PROBLEM REQUIREMENTS:
Answer these from the Tambovskaya Bratva profile below:
1. What is the gang's estimated membership?
2. Which gang is listed as its rival?
3. From whom were its gangsters originally recruited?

EXTRACT:
########
Tambovskaya Bratva
- Founded: 1987
- Founding location: Leningrad, Soviet Union
- Years active: 1988–present
- Territory: St Petersburg, Lenoblast, part of Novgorod oblast, part of Pskov oblast and part of Karelia
- Ethnicity: Russian
- Membership (est.): Around 600
- Activities: contract killing, extortion, loan sharking, prostitution, bootlegging, drug trafficking, construction management, money laundering, robbery and theft, now legal businesses
- Allies: Obshchak
- Rivals: Solntsevskaya Bratva

= Tambovskaya Bratva =

Gang in Saint Petersburg, Russia

The Tambovskaya Bratva is a large gang in Saint Petersburg, Russia. According to common allegations, it was organised in Leningrad in 1988 by two men from Tambov Oblast, Vladimir Kumarin and one from St. Petersburg. The gang is named after their region of origin. Despite allegations, Kumarin continues to deny his involvement. Originally the gangsters were recruited from people of Tambov origin and sportsmen, and were engaged in a protection racket.
########
INFORMATION SUPPLIED:
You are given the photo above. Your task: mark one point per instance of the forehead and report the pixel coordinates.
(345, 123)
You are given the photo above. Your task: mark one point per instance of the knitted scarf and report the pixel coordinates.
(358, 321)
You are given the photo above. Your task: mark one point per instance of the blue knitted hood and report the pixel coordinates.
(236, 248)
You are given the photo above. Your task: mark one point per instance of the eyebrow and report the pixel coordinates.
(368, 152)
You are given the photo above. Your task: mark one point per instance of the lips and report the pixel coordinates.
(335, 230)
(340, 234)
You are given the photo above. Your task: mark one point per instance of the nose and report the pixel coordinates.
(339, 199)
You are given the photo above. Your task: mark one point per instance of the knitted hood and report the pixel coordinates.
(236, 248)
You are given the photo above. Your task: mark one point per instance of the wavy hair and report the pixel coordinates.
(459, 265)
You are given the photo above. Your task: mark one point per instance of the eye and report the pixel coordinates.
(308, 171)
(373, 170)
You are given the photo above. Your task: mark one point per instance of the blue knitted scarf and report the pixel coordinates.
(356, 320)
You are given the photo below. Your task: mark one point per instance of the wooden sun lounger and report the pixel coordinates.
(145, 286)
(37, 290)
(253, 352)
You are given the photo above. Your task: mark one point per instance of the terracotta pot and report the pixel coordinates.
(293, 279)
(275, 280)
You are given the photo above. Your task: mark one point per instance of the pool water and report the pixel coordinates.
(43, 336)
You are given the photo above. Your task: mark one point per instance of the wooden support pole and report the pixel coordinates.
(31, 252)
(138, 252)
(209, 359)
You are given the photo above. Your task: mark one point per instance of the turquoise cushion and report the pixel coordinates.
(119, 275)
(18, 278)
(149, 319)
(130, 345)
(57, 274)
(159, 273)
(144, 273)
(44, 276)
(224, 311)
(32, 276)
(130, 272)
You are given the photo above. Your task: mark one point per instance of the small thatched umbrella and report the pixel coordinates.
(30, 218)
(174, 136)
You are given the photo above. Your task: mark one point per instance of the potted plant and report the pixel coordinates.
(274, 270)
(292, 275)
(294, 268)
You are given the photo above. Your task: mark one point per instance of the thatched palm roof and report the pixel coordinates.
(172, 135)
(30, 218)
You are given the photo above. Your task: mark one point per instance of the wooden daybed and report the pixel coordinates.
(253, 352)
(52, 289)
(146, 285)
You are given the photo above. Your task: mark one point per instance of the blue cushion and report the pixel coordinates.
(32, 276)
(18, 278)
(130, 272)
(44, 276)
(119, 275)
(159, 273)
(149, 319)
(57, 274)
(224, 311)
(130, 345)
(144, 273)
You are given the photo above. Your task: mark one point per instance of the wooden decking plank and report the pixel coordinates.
########
OUTPUT FOR THIS TASK:
1. Around 600
2. Solntsevskaya Bratva
3. People of Tambov origin and sportsmen